_WORK TO DO_
Filter the records below, copying every line that contains the string "dining". Case counts.

--- Begin MATERIAL PROVIDED ---

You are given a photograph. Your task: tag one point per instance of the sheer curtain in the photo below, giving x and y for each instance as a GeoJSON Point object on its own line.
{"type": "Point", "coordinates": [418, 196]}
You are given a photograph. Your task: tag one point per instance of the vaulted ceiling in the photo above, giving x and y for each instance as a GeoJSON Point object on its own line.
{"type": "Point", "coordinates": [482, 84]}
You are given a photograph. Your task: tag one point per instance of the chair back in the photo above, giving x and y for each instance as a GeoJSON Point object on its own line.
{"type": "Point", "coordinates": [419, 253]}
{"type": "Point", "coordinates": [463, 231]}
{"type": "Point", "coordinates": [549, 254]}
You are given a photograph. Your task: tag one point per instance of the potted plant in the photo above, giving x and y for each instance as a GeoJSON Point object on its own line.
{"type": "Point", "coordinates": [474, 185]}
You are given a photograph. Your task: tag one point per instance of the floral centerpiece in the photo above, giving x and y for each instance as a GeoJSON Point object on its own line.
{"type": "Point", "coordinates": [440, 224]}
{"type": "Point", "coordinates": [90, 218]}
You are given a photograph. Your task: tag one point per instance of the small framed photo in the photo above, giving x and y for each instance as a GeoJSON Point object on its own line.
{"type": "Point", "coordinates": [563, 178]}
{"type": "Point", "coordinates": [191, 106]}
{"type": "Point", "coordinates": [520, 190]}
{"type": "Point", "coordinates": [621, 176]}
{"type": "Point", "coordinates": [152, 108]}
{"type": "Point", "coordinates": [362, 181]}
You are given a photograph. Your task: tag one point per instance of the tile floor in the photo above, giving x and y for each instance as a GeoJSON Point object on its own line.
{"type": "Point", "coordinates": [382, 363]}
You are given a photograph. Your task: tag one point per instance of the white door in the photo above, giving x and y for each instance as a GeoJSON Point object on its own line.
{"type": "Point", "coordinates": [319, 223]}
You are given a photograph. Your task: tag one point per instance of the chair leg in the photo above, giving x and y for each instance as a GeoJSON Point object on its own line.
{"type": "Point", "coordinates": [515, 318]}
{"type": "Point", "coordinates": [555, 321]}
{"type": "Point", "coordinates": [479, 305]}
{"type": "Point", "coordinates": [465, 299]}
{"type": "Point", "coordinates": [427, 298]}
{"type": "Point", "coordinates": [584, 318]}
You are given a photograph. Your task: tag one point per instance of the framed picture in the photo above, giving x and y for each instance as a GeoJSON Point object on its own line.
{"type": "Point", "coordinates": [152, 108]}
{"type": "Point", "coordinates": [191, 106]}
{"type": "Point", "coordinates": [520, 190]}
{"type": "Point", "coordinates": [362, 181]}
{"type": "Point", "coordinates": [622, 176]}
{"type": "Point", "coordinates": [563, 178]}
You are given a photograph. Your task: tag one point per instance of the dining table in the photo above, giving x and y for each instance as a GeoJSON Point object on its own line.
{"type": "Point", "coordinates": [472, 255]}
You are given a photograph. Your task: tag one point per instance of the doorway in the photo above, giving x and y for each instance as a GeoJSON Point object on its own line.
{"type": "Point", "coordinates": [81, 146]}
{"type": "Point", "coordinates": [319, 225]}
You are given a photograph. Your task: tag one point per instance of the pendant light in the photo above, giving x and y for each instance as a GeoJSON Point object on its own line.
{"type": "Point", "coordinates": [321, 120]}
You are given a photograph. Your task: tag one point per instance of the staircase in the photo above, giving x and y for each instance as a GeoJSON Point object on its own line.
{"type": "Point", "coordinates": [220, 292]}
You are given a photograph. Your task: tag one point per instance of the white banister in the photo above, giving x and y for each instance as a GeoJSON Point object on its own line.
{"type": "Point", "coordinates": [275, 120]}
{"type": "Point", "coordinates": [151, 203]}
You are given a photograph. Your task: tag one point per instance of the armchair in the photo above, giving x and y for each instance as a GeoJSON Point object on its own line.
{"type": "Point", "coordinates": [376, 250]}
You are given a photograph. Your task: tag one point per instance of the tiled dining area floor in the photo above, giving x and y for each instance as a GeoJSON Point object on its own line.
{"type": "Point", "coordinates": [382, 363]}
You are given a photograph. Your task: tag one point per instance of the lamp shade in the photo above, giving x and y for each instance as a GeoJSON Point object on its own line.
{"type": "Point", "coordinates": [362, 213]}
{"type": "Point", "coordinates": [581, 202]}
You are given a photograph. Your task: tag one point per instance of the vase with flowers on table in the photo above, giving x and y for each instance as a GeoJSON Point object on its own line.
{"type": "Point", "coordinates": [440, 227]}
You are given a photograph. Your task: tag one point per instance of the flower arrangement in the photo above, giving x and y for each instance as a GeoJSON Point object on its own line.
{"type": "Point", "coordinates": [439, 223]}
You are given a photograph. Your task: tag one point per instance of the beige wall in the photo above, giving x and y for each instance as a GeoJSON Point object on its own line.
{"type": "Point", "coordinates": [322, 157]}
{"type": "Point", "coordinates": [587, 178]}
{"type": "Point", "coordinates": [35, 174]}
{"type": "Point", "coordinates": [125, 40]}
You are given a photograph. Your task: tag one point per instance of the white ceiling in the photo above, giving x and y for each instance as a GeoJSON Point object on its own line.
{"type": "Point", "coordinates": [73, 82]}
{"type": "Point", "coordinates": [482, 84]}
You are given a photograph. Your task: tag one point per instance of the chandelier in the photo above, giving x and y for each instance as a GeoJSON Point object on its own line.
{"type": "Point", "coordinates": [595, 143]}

--- End MATERIAL PROVIDED ---
--- Begin MATERIAL PROVIDED ---

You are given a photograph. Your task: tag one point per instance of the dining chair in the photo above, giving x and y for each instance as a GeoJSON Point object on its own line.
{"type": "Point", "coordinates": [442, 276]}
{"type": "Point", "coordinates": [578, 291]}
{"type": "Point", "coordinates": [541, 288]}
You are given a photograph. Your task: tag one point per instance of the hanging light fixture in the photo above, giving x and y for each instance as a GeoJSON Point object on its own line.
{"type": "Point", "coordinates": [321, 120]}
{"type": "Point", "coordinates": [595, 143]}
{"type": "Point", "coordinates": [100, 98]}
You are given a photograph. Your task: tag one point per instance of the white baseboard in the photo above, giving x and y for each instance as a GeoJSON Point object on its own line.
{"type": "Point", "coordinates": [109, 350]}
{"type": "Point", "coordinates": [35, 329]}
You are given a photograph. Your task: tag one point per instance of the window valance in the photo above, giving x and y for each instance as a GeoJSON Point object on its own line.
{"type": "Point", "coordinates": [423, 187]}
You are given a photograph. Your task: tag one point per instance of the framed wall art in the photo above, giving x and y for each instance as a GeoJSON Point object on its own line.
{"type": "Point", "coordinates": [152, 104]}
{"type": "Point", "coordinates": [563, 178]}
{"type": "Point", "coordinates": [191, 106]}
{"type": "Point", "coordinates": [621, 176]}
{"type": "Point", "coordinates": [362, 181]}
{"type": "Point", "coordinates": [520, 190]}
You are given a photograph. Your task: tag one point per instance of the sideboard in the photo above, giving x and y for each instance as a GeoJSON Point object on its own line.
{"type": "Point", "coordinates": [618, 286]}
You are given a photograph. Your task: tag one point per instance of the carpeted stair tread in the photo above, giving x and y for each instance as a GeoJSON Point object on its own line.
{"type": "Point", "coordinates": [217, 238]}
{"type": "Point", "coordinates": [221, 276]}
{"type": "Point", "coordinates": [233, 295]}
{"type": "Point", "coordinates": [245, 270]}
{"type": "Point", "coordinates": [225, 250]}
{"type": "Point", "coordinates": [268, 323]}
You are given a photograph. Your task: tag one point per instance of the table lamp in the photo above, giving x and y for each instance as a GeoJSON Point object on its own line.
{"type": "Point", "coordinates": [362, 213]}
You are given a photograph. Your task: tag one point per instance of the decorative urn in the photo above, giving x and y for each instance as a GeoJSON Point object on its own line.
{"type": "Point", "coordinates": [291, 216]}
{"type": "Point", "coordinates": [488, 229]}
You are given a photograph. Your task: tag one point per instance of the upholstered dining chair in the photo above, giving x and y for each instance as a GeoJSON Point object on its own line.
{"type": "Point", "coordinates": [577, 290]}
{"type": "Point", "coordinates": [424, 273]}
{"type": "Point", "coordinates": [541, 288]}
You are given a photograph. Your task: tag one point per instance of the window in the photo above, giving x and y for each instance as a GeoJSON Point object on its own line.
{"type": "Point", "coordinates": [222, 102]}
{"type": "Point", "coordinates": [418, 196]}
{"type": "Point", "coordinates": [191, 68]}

--- End MATERIAL PROVIDED ---

_RESULT BELOW_
You are given a photograph. Your task: tag one point per instance of the dining table in the photo above, giving x and y for each instance as a GeoJSON Point object on its own line.
You are given a photograph. Your task: tag one point per instance of the tiled dining area floor in the photo above, giving x and y for each instance as a GeoJSON Point object on its own line.
You are given a photograph. Your task: tag one point per instance of the dining chair in the photo above, giving x and y for each instance as a GeoJSON Point object on its own line.
You are given a photograph. Your task: tag one point per instance of the upholstered dining chair in the photo above, giving x and y for each instance as a GeoJSON Point object on its own line.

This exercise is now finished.